Fragmento:
++++++++
Prólogo
Uno de los nuestros
Antes de sentarme a escribir este prólogo, le pregunté a Alejandro cuándo empezamos a coincidir en el circuito profesional de tenis. «En el año 2015, Toni», me contestó él en una nota de voz de WhatsApp, uno de los medios por los cuales hemos ido estrechando una relación más cercana ya a la amistad que al compañerismo. Su presencia en los torneos, no sabría decir si en todos pero seguro que en los más importantes, ha convertido a Ciriza, como se le conoce en el circuito, en uno más del mundo del tenis y, sobre todo, en una pieza muy valiosa para que los aficionados españoles tengan acceso puntual, fiable y directo a lo que ocurre en el transcurso de la competición.
En nuestro ámbito, como en cualquier otro que goce de repercusión y de seguidores por todo el mundo, hay un enorme engranaje que escapa a la imaginación del simple aficionado pero que sí valoramos y agradecemos los profesionales que nos dedicamos a ello. El tenis no tendría la dimensión que tiene si no fuera por los que lo hacen posible desde detrás del telón: patrocinadores que lo apoyan y medios de comunicación que lo llevan por todo el mundo.
El periodista deportivo es uno de esos puntales, alguien que tiene, por lógica, lectores asiduos y fieles, pero que sufre también las repercusiones de vivir en una época donde las herramientas tecnológicas permiten a cualquier advenedizo hablar, escribir y opinar de todo lo que le apetezca. El ruido y el intrusismo nunca habían sido tan fáciles, y la amenaza para que los verdaderos expertos de la comunicación no sean escuchados jamás había sido tan acechante.
En los últimos ocho años, Alejandro ha pasado casi tantos días en las instalaciones de los Grand Slams y de los torneos ATP más prestigiosos como cualquier tenista español y, por supuesto, como Rafael. Llega antes de que el primer cronómetro se ponga en marcha y no regresa a casa hasta que nuestro último representante pierde o gana el torneo. Ha sido testigo directo de la mayoría de los partidos disputados por mi sobrino en todo ese tiempo y ha dado cuenta de cada uno de ellos de manera profesional y pormenorizada.
Sus crónicas en el diario El País constituyen no solo un testimonio fidedigno de lo que ha ocurrido en la pista, sino también un relato tan bien narrado que, contrariamente a mi costumbre según la cual no suelo leer lo que se publica sobre Rafael, se ha convertido en un placer del que no me privo.
++++++++
Ítems:
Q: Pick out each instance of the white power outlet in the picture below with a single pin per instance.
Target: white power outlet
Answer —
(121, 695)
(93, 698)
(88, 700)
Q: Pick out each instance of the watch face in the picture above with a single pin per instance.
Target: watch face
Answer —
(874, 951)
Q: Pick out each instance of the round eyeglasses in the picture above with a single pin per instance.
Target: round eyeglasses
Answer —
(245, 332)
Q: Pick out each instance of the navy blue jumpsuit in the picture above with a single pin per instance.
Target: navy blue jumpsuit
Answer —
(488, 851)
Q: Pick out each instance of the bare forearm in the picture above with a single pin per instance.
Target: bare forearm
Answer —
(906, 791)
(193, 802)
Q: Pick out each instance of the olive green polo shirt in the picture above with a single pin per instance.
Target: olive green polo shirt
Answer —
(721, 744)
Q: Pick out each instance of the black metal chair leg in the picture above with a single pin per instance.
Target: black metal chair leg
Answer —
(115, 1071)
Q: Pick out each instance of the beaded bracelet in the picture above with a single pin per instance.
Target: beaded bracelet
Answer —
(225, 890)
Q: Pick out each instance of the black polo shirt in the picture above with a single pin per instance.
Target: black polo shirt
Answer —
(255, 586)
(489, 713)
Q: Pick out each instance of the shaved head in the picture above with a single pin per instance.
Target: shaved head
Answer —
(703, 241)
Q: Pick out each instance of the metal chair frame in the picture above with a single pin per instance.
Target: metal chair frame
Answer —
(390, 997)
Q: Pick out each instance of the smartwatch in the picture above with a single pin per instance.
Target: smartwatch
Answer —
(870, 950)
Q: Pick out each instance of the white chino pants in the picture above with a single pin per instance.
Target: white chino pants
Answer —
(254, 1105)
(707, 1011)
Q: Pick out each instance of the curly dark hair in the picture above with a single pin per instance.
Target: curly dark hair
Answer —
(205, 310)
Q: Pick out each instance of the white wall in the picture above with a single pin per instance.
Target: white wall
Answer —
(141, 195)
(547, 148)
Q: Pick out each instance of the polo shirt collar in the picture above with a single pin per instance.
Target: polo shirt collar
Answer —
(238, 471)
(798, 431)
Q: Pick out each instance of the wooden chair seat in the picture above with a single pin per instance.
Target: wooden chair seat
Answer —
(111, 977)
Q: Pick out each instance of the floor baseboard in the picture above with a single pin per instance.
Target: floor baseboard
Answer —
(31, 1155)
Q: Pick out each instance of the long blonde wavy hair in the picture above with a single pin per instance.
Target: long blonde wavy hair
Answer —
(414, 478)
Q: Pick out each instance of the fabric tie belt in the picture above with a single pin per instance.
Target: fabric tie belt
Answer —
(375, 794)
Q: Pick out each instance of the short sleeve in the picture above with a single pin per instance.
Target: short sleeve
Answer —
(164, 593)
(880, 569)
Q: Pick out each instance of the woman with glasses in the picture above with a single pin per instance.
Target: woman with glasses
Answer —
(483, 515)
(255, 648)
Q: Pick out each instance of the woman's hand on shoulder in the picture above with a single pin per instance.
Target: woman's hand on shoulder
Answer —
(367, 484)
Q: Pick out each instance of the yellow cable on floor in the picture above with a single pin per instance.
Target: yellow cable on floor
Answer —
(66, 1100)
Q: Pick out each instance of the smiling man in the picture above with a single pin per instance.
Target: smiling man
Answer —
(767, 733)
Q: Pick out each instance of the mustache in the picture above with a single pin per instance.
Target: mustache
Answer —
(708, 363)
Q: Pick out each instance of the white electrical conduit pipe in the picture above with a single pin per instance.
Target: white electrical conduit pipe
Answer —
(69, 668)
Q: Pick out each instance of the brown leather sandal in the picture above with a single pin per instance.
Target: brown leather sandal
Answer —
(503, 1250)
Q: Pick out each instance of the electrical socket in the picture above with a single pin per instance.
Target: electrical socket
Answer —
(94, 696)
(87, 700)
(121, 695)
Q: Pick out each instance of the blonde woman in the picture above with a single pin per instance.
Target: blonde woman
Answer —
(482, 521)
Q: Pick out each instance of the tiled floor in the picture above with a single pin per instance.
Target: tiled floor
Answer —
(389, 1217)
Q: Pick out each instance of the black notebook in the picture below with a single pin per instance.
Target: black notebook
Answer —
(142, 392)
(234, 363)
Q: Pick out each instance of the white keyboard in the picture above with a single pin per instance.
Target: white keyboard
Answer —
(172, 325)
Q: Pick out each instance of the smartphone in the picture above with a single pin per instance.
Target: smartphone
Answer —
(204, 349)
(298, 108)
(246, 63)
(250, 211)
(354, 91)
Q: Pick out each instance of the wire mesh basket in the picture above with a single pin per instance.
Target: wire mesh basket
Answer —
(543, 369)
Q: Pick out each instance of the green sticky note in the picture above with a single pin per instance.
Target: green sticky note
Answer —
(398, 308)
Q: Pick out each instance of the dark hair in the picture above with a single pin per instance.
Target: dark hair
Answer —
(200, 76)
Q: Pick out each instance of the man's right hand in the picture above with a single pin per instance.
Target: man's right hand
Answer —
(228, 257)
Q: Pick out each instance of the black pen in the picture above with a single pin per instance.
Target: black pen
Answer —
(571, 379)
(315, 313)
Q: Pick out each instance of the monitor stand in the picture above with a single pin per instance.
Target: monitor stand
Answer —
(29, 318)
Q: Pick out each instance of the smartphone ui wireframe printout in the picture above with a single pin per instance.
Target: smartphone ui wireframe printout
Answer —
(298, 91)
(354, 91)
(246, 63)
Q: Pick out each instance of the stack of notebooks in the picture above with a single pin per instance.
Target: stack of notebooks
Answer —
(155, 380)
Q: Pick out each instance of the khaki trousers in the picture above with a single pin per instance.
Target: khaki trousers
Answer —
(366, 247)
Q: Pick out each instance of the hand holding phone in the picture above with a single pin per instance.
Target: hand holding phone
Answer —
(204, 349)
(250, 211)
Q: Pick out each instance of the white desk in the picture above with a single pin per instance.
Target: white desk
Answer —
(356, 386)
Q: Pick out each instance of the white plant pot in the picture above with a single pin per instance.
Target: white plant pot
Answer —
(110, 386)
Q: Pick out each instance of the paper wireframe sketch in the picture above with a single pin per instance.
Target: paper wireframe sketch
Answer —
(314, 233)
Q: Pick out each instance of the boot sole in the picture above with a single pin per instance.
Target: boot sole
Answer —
++++++++
Consigna: Según el fragmento, ¿en qué año empezaron Toni y Alejandro a coincidir en el circuito profesional de tenis? Los ítems no guardan ninguna relación con el fragmento.

Resultado: En el año 2015.